課題 1: 出典抜粋の「Digi田甲子園の事例を中心に、」から「23年4月から実装している。」までを、両端を含めてそのまま書き写してください。
課題 2: 出典抜粋によると、伊勢堂岱遺跡が冬季の積雪時に見学できないのは何のためですか。

---------- 出典抜粋 ----------

Digi田甲子園の事例を中心に、
デジタルを活用した地域の
課題解決や魅力向上の優れた
取組をご紹介します。
世界遺産「伊勢堂岱遺跡のXR化」事業
北秋田市観光・文化・娯楽
デジタルを活用した取組の全体概要
ユネスコ世界文化遺産である伊勢堂岱遺跡において、本遺跡と出土品を3D等のデジタル化し、3つの鑑賞システムを制作した。鑑賞システムは、縄文館内に設置したタッチパネルモニターと遺跡HPからVRデータを閲覧でき、オンライン世界(バーチャル)と現実世界(リアル)を融合させ、新たな体験を創り出す総称であるXR(エクステッド・リアリティ)を実現した。
実施に至る経緯・動機
ユネスコ世界文化遺産である伊勢堂岱遺跡において、冬季には遺跡保護のため見学できないという豪雪地域特有の問題や、少子高齢化に伴う遺跡ガイドの担い手不足といった地域課題の解決のために、2022年度に補助事業を実施し、2023年4月から実装している。
解決する課題の具体的内容
遺跡は冬季の積雪時にはストーンサークルの石の保護のために見学できないという豪雪地帯特有の課題があった。また、当市は過疎地域で人口減少が著しく、近年はガイドの担い手が減少したことやコロナ禍にはガイドの接触防止があった。これらをデジタルにより解決し、通年で遺跡の価値を広く発信することが可能になった。

---------- 提供データ ----------

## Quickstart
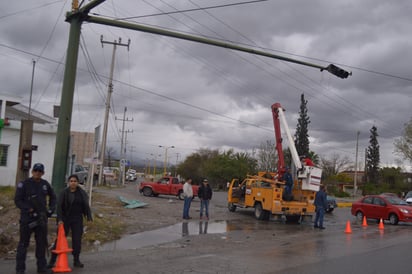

----------

解答 1:
Digi田甲子園の事例を中心に、
デジタルを活用した地域の
課題解決や魅力向上の優れた
取組をご紹介します。
世界遺産「伊勢堂岱遺跡のXR化」事業
北秋田市観光・文化・娯楽
デジタルを活用した取組の全体概要
ユネスコ世界文化遺産である伊勢堂岱遺跡において、本遺跡と出土品を3D等のデジタル化し、3つの鑑賞システムを制作した。鑑賞システムは、縄文館内に設置したタッチパネルモニターと遺跡HPからVRデータを閲覧でき、オンライン世界(バーチャル)と現実世界(リアル)を融合させ、新たな体験を創り出す総称であるXR(エクステッド・リアリティ)を実現した。
実施に至る経緯・動機
ユネスコ世界文化遺産である伊勢堂岱遺跡において、冬季には遺跡保護のため見学できないという豪雪地域特有の問題や、少子高齢化に伴う遺跡ガイドの担い手不足といった地域課題の解決のために、2022年度に補助事業を実施し、2023年4月から実装している。

解答 2: ストーンサークルの石を保護するためです。